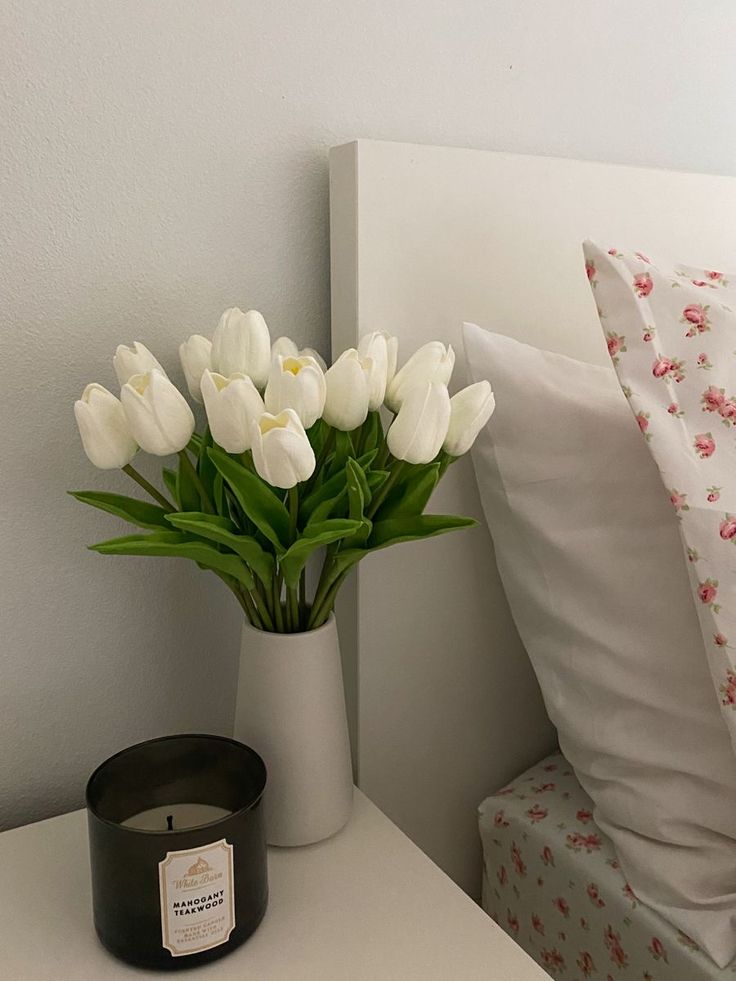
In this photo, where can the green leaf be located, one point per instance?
(372, 434)
(317, 435)
(408, 529)
(175, 545)
(187, 493)
(139, 513)
(396, 530)
(205, 467)
(224, 532)
(359, 496)
(323, 511)
(376, 479)
(313, 537)
(357, 490)
(343, 450)
(412, 494)
(169, 479)
(219, 497)
(258, 502)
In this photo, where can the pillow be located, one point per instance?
(589, 554)
(672, 336)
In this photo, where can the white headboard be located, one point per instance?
(443, 703)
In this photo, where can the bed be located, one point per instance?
(443, 705)
(551, 880)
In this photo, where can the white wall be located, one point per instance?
(162, 160)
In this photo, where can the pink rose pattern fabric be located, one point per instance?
(551, 880)
(671, 334)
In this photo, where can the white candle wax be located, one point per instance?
(182, 816)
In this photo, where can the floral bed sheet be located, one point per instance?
(552, 882)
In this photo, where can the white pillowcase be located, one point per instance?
(589, 553)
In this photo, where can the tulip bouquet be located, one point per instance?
(294, 461)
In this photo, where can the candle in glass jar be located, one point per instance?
(176, 882)
(175, 817)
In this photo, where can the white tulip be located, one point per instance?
(231, 405)
(382, 349)
(296, 383)
(134, 360)
(348, 391)
(242, 345)
(195, 355)
(158, 415)
(285, 347)
(431, 362)
(282, 453)
(106, 435)
(470, 410)
(309, 352)
(418, 431)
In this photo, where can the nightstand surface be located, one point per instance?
(366, 905)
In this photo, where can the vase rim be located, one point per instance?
(327, 625)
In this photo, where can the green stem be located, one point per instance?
(320, 614)
(383, 453)
(250, 610)
(324, 581)
(384, 491)
(262, 609)
(292, 606)
(204, 497)
(148, 487)
(278, 613)
(303, 599)
(327, 446)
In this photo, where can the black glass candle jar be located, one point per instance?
(178, 850)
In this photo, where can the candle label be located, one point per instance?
(197, 898)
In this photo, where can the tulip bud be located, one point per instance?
(285, 347)
(309, 352)
(431, 362)
(418, 431)
(296, 383)
(158, 415)
(470, 410)
(105, 433)
(282, 453)
(231, 405)
(382, 349)
(195, 355)
(135, 360)
(242, 345)
(348, 391)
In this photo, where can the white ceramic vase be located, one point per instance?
(291, 709)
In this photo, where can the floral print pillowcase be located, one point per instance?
(671, 334)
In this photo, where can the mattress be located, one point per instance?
(552, 882)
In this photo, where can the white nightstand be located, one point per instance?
(366, 905)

────

TASK TO CARRY OUT - Every line from the one containing "In this photo, where can the tulip bud" through the last line of the entries above must be output exactly. Leave the rest out.

OUTPUT OF THE EXERCISE -
In this photo, where can the tulip bud be located, one point per instance?
(285, 347)
(309, 352)
(431, 362)
(418, 431)
(296, 383)
(158, 415)
(470, 410)
(105, 433)
(282, 453)
(231, 405)
(382, 349)
(195, 355)
(135, 360)
(242, 345)
(348, 391)
In this photo, where can the white ceramic vase be located, one point per instance?
(291, 709)
In this photo, where can the floral print pillowcase be located, one point per instance?
(671, 334)
In this photo, where can the mattress be located, one point per instance?
(552, 882)
In this photo, where can the white nightstand be located, one point per instance?
(366, 905)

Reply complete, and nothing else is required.